EXERCISE DETAILS:
Your task is to return the line containing "the black eyeglasses" plus every line after it, exactly and with nothing added.

--- start of DATA ROWS ---

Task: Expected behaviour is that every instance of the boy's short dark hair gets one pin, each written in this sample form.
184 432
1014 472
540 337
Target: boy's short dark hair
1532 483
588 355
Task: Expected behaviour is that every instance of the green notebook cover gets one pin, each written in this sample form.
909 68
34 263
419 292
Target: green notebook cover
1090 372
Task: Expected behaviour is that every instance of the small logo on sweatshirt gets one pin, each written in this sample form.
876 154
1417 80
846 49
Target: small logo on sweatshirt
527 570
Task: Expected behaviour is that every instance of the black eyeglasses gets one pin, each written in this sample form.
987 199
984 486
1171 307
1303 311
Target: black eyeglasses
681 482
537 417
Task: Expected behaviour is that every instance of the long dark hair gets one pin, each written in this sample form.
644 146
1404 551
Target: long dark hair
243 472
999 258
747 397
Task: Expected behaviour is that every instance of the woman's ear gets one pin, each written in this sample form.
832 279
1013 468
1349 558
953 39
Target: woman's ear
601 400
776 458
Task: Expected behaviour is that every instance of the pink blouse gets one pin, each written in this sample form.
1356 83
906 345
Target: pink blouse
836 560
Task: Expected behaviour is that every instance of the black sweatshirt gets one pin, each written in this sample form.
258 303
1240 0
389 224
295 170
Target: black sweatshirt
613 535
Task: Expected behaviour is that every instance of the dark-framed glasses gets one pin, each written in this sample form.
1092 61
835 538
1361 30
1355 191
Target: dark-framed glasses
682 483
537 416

--- end of DATA ROWS ---

THE RESPONSE:
Task: Expected behaviour is that every instance of the black eyeglasses gets one pin, each written in this sample form.
987 199
984 486
1171 307
1303 311
Target: black eyeglasses
681 482
537 417
Task: Expected behaviour is that every instance of the long dark hair gets one pin, each written in this sample form.
644 146
1404 551
Target: long dark hair
243 472
999 258
747 397
Task: Expected behaviour is that every instance of the woman's ear gets one pin, each written in this sample form.
832 279
1013 468
1349 558
953 39
Target: woman's ear
601 400
776 458
Task: Expected behaviour is that every instance of the pink blouse gets one pin, each written in this sample form.
1356 83
906 345
Target: pink blouse
836 560
Task: Expected behaviour is that every instance of the black sweatshirt gets one pin, each written in this sample form.
258 303
1240 0
389 224
295 170
Target: black sweatshirt
613 535
Task: Expected behaviour is that every instance of the dark-framed glasses gets one pin, each written in this sample form.
1092 61
835 538
1361 30
1355 191
Target: dark-framed glasses
682 483
537 416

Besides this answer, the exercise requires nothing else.